*** Opening of Source passage ***

Liam's parents no longer live in Bellingham. They have moved to Bonaire in the Caribbean. They declined to be interviewed for an article as part of The Bellingham Herald's coverage of the 10th anniversary of the pipeline explosion.

Duncan learned about Liam's death when friend Mart Stewart, a history professor at Western Washington University, sent him the June 11 edition of The Bellingham Herald, which carried a photo of a mushrooming black plume of smoke over Bellingham, and stories of the boys' deaths.

"Liam's death made me heartsick for many reasons," Duncan wrote in an account of the schools' creation. "I have twice stood in urban creeks at the moment effluent was causing their fish to turn belly up. Both times I headed upstream to try to find the source of the damage. Several of Liam's friends believe Liam did the same and that his allegiance to the creek may have cost him his life."

In an interview, Duncan said no one really knows what happened that day as Liam fly-fished for trout in Whatcom Creek, which has been described as a favorite spot that was his home away from home.

But he believed that Liam may have tried to figure out what was happening to the creek.

"When he first smelled the gas, he should have run like hell. Almost any fisherman, -woman, who loves their home stream would be divided between horror and curiosity," he said.

It is Liam's love for rivers that Simmons evokes when recalling the teen, with whom he went fly-fishing.

"He cared deeply about rivers and other wild places and recognized our collective responsibility of protecting them," Simmons said.

Simmons also talked about the deep places of Liam's heart, the wisdom in one so young, the outdoors lover who wrote about his adventures.

*** Close of Source passage ***

▶ [Required tasks]:
**A.** According to the passage about Liam, where have his parents moved?
**B.** Repeat word for word the stretch of the passage about Liam from "Duncan learned about" through "the boys' deaths.".
**C.** Go on with the passage about Liam from its last sentence.

*** Opening of Supplied material ***

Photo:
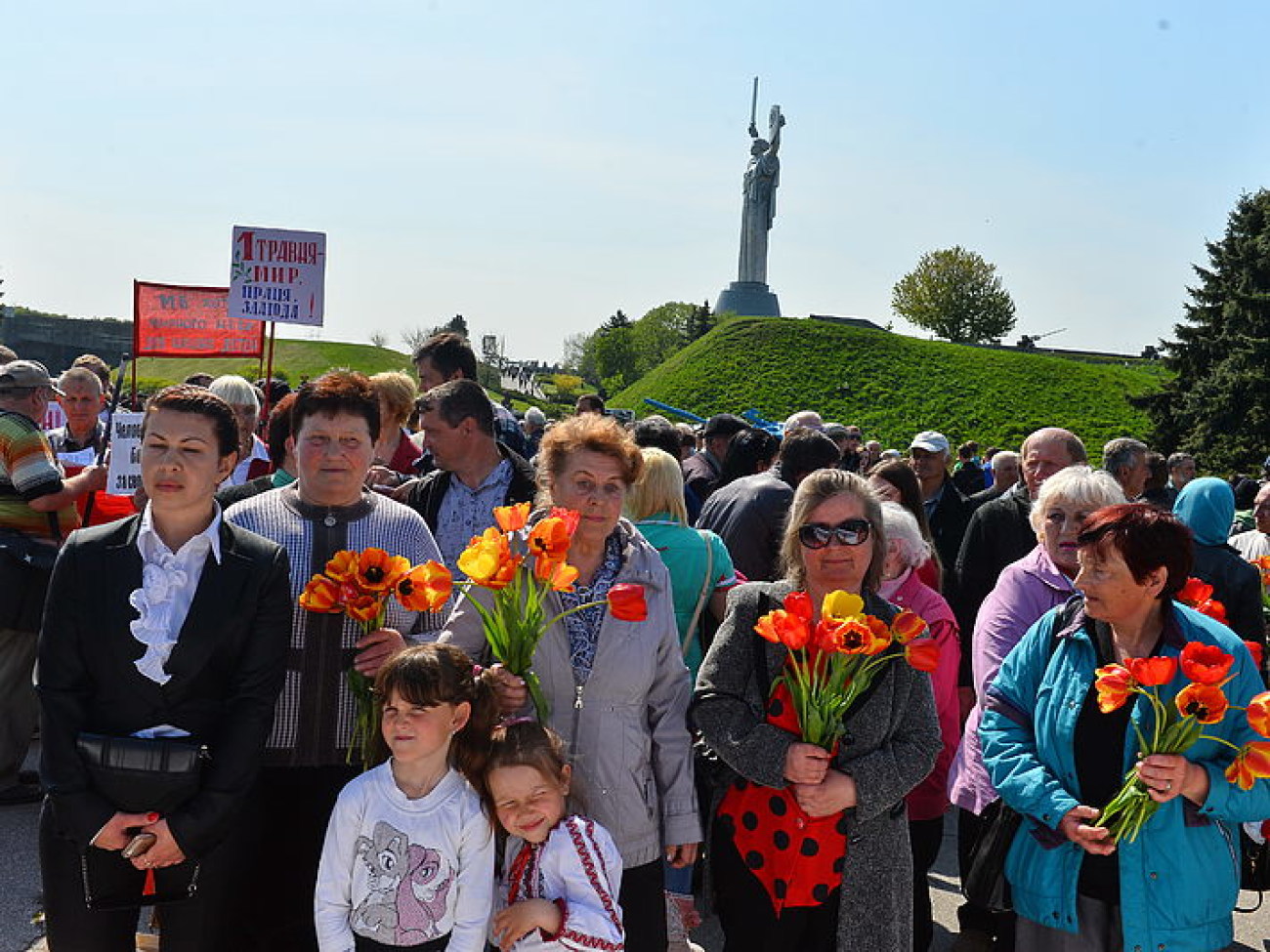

*** Close of Supplied material ***

▶ [Answers below]:
**A.** Bonaire in the Caribbean.

**B.**
Duncan learned about Liam's death when friend Mart Stewart, a history professor at Western Washington University, sent him the June 11 edition of The Bellingham Herald, which carried a photo of a mushrooming black plume of smoke over Bellingham, and stories of the boys' deaths.

**C.**
"He had perceptive eyes and an openness that invited the subtleties and wonder of the natural world into his soul," Simmons said. "He was wise, loyal, fun, full of humility and kindness, and excited about life and the days to come."

Most of all, he was an excellent fisherman, Simmons said.

The Liam Wood Flyfishing and River Guardian School works to pass on Liam's love of fishing to youths, students and other members of the community through sessions taught by Leo Bodensteiner, an associate professor in the Department of Environmental Sciences at WWU. Bodensteiner has studied fish, habitats and stream ecology for about 30 years.

Liam's parents donate time and money to the school.

In addition to sessions through WWU, the school has taught younger students about fly-fishing and river ecosystems in compressed versions of the college courses at alternative schools, Home Port Learning Center in Bellingham and Timber Ridge Center just north of Bellingham. This year, they'll do programs in Ferndale and Squalicum high schools.

Duncan, an advocate for fly-fishing, fish and river ecosystems, also comes to the class from time to time, as does Brabec, who tells students about Liam.

"Every time, it's heart-rending to hear him speak," Bodensteiner said.

"He's such a wonderful guy, and he speaks gently and lovingly," Duncan said. "It's usually a moment that destroys his entire faculty. Some wounds don't go away."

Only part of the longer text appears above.